Pues bien, a partir del sentido con que Marx aborda esta cuestión sobre la libertad o la igualdad podemos entender mejor su posición en relación con la ética o el derecho y con la concepción que al respecto desarrolla la tradición liberal.

El lugar de la ética en el todo social

Sin embargo, para comprender el fondo de su posición nos parece que hay que atender a toda la complejidad de la cuestión y hacerlo con el sentido histórico del que antes hablábamos. En este punto conviene recordar lo que los más lúcidos seguidores de Marx, como Gramsci, Korsch o el primer Lukács, han señalado acerca de la necesidad de interpretar los procesos sociales desde la perspectiva de la totalidad que configuran. La sociedad constituye una totalidad dinámica en la que cabe distinguir diversos procesos que se desarrollan interconectados entre sí, siendo siempre el todo el que goza de una prioridad lógica, en cuanto está mediando en cada una de sus partes. Y el sentido del conjunto se hace más claro cuando atendemos al modo en que los individuos producen sus condiciones materiales de vida y, con ello, distribuyen los bienes y reproducen su forma de existencia. De tal manera que —en contra de la idea tópicamente repetida, sobre todo por las versiones del materialismo más dogmático— el nexo de dependencia fundamental en la sociedad no es el que de manera simple se señala entre la superestructura y la base material, sino más bien el que existe entre los fenómenos particulares y el todo social al que pertenecen y del cual son expresivos. Como señalaron, entre otros, Gramsci, el primer Lukács o —décadas más tarde— Horkheimer, el gran legado de Hegel en el materialismo marxista consiste en esta apelación a la totalidad social como vía para comprender el sentido de los fenómenos particulares que se producen en ella.

Pues bien, ése es también el enfoque que debe presidir la discusión sobre el asunto que nos ocupa. En términos generales, hay que decir que la ética, al igual que el derecho, la filosofía o la ciencia, es un fenómeno en el que el todo social encuentra una expresión concreta. Su radical inmanencia a la historia y al modo en que se desenvuelve en ella el conjunto de la dinámica social significa que —como en su día destacó Gramsci mejor que nadie— no existe un punto de vista trascendental privilegiado en el que se constituyan los principios jurídicos o los valores morales, como si fueran independientes de la historia. Por eso, a partir de este planteamiento de Marx no tiene sentido aferrarse a la separación entre el ser y el deber-ser al modo en que lo hicieron algunos marxistas de la II Internacional que buscaron en Kant el fundamento filosófico de su llamada a la revolución, haciendo de ésta una especie de imperativo categórico como si el cumplimiento de la justicia fuera una exigencia ética que había que considerar en el plano del deber-ser, concebido como autónomo e irreductible al plano de la realidad social que describe y analiza el científico. Por el contrario, el legado de Hegel en el marxismo significa que el deber-ser surge del ser. ¿De dónde si no? Y expresa el conjunto de aspiraciones e ideales que se forjan los hombres en una situación histórico-social dada. Porque la conciencia que los individuos se forman sobre la realidad —incluida la conciencia moral y política que incita a su transformación— es ella misma también parte de esa realidad. La conciencia sobre los hechos sociales es también un hecho social. Las representaciones acerca de la realidad son también una parte expresiva de ésta. Y, por eso, la cuestión de la moralidad no puede remitirse a ningún tipo de conciencia trascendental ni a una razón pura que pudiera determinar la voluntad a priori; o sea, no puede entenderse de manera ahistórica.

Registros para procesar ::

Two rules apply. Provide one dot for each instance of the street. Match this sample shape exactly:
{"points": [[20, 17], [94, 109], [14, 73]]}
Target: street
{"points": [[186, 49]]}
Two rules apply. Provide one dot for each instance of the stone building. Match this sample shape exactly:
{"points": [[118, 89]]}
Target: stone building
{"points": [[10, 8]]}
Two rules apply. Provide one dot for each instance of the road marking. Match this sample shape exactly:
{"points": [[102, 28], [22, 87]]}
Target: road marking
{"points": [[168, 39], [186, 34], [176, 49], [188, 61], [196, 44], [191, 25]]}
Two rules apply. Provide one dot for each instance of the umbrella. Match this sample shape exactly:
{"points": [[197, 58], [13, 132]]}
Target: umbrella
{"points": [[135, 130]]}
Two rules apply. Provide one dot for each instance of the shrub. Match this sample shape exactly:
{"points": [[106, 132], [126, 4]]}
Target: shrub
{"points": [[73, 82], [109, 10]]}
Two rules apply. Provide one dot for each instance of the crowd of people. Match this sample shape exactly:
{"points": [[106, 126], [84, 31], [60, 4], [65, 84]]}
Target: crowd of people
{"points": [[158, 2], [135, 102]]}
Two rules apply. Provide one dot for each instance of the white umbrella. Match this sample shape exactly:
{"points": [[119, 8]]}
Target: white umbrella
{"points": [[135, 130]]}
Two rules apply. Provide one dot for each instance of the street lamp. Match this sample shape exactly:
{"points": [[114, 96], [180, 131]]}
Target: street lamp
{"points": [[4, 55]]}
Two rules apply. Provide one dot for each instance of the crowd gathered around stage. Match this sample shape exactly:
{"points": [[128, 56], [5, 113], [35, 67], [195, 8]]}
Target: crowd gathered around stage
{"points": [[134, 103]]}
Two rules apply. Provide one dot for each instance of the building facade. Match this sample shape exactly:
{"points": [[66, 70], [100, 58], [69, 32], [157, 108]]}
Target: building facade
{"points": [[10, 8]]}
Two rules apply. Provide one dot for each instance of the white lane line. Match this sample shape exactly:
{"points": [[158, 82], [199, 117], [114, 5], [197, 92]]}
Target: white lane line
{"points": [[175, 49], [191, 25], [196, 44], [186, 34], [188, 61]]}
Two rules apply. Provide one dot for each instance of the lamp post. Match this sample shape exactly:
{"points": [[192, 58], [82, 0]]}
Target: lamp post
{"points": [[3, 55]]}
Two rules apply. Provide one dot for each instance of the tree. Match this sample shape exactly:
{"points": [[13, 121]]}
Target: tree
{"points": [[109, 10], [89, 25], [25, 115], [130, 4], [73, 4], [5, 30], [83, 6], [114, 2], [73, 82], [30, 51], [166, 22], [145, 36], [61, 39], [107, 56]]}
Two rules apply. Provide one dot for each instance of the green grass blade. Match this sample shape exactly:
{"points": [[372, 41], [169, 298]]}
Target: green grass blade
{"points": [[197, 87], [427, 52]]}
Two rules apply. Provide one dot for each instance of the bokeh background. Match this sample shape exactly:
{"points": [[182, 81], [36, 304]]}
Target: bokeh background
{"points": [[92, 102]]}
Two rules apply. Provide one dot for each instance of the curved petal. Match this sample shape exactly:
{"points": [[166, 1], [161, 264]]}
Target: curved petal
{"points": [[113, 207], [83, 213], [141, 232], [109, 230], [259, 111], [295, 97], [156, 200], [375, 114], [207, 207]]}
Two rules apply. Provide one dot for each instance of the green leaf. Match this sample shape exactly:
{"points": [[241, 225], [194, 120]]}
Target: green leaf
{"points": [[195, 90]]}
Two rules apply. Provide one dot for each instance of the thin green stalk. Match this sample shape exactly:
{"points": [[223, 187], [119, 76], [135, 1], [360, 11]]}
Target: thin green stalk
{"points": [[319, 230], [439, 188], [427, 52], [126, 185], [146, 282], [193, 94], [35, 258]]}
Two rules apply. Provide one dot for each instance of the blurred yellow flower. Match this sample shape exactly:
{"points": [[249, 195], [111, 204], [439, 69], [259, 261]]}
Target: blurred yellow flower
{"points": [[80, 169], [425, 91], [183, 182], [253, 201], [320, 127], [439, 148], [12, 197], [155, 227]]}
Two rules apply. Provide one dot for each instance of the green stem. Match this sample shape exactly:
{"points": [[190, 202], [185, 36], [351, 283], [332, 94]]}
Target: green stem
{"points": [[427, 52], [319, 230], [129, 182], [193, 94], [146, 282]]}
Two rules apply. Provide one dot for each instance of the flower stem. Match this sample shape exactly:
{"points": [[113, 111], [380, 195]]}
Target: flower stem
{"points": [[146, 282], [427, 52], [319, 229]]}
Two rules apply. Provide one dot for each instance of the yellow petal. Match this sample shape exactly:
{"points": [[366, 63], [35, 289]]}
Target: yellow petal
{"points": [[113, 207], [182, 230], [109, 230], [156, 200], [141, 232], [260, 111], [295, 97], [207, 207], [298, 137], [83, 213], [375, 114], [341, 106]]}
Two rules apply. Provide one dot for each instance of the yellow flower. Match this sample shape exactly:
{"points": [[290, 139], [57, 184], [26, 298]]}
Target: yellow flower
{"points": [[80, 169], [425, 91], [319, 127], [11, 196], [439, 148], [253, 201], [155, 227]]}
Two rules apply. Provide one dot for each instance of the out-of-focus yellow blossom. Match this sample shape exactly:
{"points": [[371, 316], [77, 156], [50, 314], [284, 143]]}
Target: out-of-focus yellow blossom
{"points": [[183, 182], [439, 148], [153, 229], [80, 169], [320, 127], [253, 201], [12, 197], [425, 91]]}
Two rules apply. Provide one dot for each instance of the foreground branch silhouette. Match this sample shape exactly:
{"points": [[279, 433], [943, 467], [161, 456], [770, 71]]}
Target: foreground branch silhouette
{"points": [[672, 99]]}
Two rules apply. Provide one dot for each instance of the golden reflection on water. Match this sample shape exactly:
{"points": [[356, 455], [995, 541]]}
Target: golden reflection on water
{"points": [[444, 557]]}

Tareas del ejercicio ::
1 – Responde estas preguntas sobre el texto acerca de Marx y la ética:
(a) ¿En qué consiste el gran legado de Hegel en el materialismo marxista, según señalaron Gramsci, el primer Lukács y Horkheimer?
(b) ¿En qué filósofo buscaron algunos marxistas de la II Internacional el fundamento filosófico de su llamada a la revolución?
(c) Según el legado de Hegel en el marxismo, ¿de dónde surge el deber-ser?
2 – Cuenta cuántas líneas de los registros contienen la cadena "street", teniendo en cuenta mayúsculas y minúsculas. Responde solo con el número.
El texto y los registros proceden de fuentes distintas.

Resultados ::
1 –
(a) En la apelación a la totalidad social como vía para comprender el sentido de los fenómenos particulares que se producen en ella.
(b) En Kant.
(c) Del ser.

2 – 4